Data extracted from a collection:

Start of Block

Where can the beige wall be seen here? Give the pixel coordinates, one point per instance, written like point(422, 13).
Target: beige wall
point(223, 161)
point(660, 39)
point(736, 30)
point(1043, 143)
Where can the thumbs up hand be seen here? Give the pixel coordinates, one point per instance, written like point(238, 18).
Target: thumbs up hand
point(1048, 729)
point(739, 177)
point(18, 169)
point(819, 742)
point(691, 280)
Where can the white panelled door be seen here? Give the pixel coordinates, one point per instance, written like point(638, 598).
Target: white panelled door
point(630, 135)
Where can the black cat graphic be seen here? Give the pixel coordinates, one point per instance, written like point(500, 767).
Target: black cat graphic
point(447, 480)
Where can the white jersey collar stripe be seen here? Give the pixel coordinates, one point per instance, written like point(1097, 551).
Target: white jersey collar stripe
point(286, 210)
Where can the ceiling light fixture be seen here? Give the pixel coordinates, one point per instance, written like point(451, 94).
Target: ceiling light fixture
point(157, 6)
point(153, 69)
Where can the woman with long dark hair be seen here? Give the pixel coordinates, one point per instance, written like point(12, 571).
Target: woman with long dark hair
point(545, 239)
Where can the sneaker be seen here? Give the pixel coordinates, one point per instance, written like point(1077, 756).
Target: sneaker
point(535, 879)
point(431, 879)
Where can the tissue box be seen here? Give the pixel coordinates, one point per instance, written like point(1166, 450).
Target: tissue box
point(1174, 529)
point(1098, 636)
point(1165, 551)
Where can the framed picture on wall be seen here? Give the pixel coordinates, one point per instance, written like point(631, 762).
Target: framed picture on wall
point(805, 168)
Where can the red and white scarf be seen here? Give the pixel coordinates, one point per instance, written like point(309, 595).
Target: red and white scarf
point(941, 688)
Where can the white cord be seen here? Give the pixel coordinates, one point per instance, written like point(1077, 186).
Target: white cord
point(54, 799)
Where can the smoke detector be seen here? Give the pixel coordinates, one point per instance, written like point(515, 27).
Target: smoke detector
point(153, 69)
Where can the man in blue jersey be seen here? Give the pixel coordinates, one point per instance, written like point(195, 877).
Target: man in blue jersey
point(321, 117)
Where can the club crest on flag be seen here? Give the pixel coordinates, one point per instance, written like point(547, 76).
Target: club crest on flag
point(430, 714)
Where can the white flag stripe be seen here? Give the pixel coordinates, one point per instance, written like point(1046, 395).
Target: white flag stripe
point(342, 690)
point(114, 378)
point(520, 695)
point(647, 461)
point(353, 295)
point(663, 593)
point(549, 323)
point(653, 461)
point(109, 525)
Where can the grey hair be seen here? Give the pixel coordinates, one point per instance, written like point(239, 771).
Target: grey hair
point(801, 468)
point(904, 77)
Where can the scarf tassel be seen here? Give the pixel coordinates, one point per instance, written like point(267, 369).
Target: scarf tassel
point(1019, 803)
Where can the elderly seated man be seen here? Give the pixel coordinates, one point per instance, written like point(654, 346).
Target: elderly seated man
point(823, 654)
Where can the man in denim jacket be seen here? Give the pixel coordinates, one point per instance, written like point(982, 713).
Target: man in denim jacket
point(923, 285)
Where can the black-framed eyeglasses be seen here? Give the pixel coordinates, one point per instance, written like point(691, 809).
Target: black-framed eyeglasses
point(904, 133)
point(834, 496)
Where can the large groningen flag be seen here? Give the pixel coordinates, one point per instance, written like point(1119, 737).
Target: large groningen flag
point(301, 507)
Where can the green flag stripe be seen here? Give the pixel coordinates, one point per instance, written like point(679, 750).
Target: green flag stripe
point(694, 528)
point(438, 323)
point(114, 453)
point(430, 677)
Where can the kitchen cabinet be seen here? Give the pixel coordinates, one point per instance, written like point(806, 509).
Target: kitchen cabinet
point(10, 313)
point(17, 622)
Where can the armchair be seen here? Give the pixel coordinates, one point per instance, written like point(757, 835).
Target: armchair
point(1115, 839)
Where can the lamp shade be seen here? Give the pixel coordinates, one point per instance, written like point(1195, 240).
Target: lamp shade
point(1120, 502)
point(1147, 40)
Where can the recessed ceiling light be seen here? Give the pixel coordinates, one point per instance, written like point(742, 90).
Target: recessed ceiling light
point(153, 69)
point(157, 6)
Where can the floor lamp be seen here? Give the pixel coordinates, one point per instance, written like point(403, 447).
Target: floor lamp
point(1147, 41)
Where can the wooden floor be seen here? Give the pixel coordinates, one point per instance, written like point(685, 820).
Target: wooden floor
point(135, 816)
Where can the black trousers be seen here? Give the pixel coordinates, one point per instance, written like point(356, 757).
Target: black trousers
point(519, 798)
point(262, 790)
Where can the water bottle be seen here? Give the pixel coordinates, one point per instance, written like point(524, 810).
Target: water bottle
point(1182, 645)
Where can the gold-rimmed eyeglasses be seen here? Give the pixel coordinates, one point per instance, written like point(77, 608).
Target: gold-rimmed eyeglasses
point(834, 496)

End of Block
Start of Block

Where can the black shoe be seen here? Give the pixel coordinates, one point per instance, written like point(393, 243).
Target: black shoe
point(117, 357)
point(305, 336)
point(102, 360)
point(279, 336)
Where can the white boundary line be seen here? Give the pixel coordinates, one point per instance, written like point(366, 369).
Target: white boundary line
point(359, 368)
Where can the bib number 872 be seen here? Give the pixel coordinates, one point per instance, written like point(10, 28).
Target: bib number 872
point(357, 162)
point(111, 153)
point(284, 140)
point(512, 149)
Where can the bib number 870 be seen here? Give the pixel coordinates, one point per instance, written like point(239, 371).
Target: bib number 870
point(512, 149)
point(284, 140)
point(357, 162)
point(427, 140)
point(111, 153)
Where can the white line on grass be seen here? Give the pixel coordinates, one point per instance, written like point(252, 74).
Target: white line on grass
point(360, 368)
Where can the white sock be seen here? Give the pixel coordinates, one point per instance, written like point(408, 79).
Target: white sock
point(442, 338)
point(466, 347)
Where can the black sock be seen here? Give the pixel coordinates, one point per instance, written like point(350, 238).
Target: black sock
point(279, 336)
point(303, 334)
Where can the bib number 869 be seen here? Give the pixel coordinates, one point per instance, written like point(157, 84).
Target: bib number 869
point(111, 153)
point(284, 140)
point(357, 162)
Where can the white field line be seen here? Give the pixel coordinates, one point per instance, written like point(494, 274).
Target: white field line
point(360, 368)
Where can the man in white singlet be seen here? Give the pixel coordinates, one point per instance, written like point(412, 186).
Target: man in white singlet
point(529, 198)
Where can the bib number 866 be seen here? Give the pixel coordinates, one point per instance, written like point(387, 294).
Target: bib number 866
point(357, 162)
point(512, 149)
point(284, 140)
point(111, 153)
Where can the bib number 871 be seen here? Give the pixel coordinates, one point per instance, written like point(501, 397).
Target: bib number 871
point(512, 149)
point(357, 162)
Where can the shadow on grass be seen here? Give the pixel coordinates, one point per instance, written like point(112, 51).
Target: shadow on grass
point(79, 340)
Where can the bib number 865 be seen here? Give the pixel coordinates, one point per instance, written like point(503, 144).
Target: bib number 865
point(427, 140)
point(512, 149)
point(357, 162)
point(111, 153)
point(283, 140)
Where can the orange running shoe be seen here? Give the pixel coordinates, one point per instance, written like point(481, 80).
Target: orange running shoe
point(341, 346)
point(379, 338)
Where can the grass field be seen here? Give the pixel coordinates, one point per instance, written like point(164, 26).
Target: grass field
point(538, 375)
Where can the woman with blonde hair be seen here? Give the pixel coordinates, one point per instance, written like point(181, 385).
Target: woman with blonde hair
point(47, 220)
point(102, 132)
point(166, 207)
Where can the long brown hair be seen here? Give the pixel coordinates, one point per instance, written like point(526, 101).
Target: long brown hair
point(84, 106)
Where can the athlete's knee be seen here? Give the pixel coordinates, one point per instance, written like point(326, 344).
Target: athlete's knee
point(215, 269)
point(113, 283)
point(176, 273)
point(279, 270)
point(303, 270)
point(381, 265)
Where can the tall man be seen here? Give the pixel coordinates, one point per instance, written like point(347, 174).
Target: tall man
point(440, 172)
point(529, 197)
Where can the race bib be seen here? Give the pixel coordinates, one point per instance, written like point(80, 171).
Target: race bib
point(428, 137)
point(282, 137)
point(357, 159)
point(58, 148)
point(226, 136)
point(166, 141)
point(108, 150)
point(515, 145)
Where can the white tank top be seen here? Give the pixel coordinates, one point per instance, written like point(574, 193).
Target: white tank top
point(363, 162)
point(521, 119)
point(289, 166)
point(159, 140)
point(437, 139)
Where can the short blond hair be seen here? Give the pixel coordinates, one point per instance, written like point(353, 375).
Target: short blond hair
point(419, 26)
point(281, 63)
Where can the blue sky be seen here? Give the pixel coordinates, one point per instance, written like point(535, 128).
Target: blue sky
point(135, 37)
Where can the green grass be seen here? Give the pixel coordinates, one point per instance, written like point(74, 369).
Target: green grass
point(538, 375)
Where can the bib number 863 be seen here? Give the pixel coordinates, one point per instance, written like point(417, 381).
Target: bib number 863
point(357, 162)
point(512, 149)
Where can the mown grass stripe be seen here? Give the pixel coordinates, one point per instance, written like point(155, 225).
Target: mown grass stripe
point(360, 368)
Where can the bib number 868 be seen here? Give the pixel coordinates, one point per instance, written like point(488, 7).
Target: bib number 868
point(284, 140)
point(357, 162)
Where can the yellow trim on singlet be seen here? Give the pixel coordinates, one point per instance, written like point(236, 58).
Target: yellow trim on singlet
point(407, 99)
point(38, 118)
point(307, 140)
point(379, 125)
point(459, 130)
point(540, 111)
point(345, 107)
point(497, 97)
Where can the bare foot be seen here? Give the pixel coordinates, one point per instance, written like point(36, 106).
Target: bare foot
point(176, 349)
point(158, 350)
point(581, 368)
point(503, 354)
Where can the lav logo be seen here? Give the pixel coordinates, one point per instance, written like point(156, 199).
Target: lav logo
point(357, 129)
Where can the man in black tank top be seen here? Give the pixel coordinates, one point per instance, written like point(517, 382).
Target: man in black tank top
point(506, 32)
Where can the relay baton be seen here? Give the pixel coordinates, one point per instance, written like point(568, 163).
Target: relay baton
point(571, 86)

End of Block

EXERCISE REQUIREMENTS: Using the records above, set down exactly the lines from the one with "Where can the beige" through the one with "Where can the white jersey", inclusive, and nothing more.

TASK OUTPUT:
Where can the beige wall be seen here? Give the pixel coordinates, one point per instance, written like point(422, 13).
Target: beige wall
point(223, 161)
point(660, 39)
point(736, 30)
point(1043, 143)
Where can the thumbs up hand be seen here? Give the pixel coordinates, one point per instance, written like point(238, 18).
Target: thumbs up hand
point(1048, 729)
point(739, 177)
point(18, 169)
point(819, 742)
point(691, 280)
Where can the white panelled door be seen here? Give the pixel coordinates, one point per instance, written like point(638, 598).
Target: white panelled door
point(630, 135)
Where can the black cat graphic be seen here? Give the pixel coordinates, one point per instance, written like point(500, 767).
Target: black cat graphic
point(447, 480)
Where can the white jersey collar stripe be seen here? Give the pixel coordinates, one point per instance, written like point(1097, 551).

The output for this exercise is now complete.